Recorded data:
◆ ◆ ◆ ◆
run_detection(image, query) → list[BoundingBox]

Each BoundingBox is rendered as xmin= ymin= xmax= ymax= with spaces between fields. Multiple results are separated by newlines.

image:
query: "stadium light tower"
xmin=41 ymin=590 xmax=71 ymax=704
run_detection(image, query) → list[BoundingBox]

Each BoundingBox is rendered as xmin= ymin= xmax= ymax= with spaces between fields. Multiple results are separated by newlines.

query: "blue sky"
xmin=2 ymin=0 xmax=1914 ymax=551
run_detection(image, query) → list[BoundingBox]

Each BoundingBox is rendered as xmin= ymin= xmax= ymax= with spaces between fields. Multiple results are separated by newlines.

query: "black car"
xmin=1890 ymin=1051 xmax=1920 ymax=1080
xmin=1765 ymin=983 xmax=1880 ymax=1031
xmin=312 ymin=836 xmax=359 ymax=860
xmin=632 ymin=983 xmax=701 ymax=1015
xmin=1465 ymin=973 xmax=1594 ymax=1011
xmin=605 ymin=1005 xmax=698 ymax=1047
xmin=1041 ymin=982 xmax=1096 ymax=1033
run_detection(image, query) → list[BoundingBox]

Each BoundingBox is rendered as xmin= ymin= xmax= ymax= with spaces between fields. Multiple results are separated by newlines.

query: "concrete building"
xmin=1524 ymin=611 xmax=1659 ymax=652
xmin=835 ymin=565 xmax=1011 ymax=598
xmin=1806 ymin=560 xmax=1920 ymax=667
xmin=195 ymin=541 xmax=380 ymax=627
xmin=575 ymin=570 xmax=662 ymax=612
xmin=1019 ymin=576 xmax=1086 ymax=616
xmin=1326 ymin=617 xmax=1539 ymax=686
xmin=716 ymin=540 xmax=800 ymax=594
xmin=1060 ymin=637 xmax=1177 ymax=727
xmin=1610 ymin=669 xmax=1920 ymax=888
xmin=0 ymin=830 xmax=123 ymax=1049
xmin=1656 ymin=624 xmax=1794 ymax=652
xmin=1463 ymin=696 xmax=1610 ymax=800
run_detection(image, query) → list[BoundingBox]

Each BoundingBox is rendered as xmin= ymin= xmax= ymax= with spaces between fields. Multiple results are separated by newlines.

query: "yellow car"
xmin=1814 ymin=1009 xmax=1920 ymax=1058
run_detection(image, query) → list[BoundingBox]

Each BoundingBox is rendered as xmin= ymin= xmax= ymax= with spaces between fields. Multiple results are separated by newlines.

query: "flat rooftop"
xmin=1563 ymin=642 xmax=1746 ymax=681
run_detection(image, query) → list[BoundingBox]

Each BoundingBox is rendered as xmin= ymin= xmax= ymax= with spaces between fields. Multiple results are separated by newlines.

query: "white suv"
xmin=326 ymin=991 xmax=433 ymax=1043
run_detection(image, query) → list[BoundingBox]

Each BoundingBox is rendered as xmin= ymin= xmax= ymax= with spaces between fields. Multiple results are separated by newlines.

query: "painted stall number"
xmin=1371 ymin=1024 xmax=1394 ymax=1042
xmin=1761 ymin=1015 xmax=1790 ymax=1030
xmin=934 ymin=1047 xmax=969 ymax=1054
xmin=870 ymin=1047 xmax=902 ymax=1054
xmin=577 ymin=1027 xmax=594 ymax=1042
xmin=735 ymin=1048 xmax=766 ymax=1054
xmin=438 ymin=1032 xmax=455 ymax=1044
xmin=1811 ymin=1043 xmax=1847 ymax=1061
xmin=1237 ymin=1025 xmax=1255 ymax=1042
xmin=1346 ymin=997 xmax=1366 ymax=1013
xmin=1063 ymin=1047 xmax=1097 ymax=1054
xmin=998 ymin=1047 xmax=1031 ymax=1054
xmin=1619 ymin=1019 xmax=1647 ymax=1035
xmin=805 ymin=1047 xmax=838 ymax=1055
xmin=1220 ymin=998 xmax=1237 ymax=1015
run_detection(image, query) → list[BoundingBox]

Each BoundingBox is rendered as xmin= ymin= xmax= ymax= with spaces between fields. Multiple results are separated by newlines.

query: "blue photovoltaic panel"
◆ ◆ ◆ ◆
Every entry must be duplicated exactly as it stands.

run_detection(image, query) → list[BoundingBox]

Each BoundingBox is rendered as xmin= ymin= xmax= ymax= with spaces between fields. Multiple results are separated by newlines.

image:
query: "stadium light tower"
xmin=41 ymin=590 xmax=71 ymax=704
run_detection(image, query) → list[BoundingBox]

Each BoundingBox is rendered as xmin= ymin= xmax= ymax= with spaces between fields. Multiple results are separated by newlines.

query: "blue sky"
xmin=2 ymin=0 xmax=1914 ymax=551
run_detection(image, query) → list[BoundingBox]

Each BoundingBox is rendered as xmin= ymin= xmax= ymax= with spaces between fields. Multiple results are separated by newlines.

query: "black car"
xmin=1890 ymin=1051 xmax=1920 ymax=1080
xmin=1765 ymin=983 xmax=1880 ymax=1031
xmin=312 ymin=836 xmax=359 ymax=860
xmin=632 ymin=983 xmax=701 ymax=1015
xmin=1465 ymin=973 xmax=1594 ymax=1011
xmin=605 ymin=1005 xmax=698 ymax=1047
xmin=1041 ymin=982 xmax=1096 ymax=1033
run_detection(image, query) → list[BoundingBox]

Each BoundingBox is rendered as xmin= ymin= xmax= ymax= with spaces between fields. Multiple results are separated by newlines.

query: "concrete building"
xmin=1524 ymin=611 xmax=1659 ymax=652
xmin=835 ymin=565 xmax=1011 ymax=598
xmin=1806 ymin=560 xmax=1920 ymax=667
xmin=195 ymin=541 xmax=380 ymax=627
xmin=575 ymin=570 xmax=662 ymax=612
xmin=1019 ymin=576 xmax=1086 ymax=616
xmin=1326 ymin=617 xmax=1539 ymax=686
xmin=716 ymin=540 xmax=800 ymax=594
xmin=1060 ymin=637 xmax=1177 ymax=727
xmin=1610 ymin=669 xmax=1920 ymax=888
xmin=0 ymin=830 xmax=123 ymax=1049
xmin=1656 ymin=624 xmax=1794 ymax=652
xmin=1463 ymin=696 xmax=1610 ymax=800
run_detection(image, query) → list[BoundingBox]

Each BoundingBox is rendered as xmin= ymin= xmax= ymax= with spaces between fields. Multiple results are separated by newlines.

query: "yellow car"
xmin=1814 ymin=1009 xmax=1920 ymax=1058
run_detection(image, query) → list[BoundingBox]

Each BoundingBox is rendered as xmin= ymin= xmax= ymax= with spaces between fields. Multiple results are separated by newlines.

query: "flat rooftop"
xmin=1563 ymin=642 xmax=1746 ymax=681
run_detection(image, query) → list[BoundingBox]

Each BoundingBox is rendered as xmin= ymin= xmax= ymax= with spaces between fields. Multiple results are separated by newlines.

query: "white suv"
xmin=326 ymin=991 xmax=433 ymax=1043
run_detection(image, query) → list[BoundingBox]

Each BoundingBox is rendered as xmin= ymin= xmax= ymax= with spaces between fields. Multiple results are separated by newlines.

query: "painted stall number"
xmin=1371 ymin=1024 xmax=1394 ymax=1042
xmin=1761 ymin=1015 xmax=1790 ymax=1030
xmin=934 ymin=1047 xmax=969 ymax=1054
xmin=870 ymin=1047 xmax=902 ymax=1054
xmin=577 ymin=1027 xmax=594 ymax=1042
xmin=735 ymin=1048 xmax=766 ymax=1054
xmin=438 ymin=1032 xmax=455 ymax=1044
xmin=1811 ymin=1043 xmax=1847 ymax=1061
xmin=1237 ymin=1025 xmax=1255 ymax=1042
xmin=1346 ymin=997 xmax=1366 ymax=1013
xmin=1063 ymin=1047 xmax=1097 ymax=1054
xmin=998 ymin=1047 xmax=1031 ymax=1054
xmin=1619 ymin=1019 xmax=1647 ymax=1035
xmin=805 ymin=1047 xmax=838 ymax=1055
xmin=1220 ymin=998 xmax=1237 ymax=1015
run_detection(image, query) → list[BoundingBox]

Each BoundingBox is rendered as xmin= ymin= xmax= ymax= with spaces between fields. Multiple results are separated by newlines.

query: "blue photovoltaic panel"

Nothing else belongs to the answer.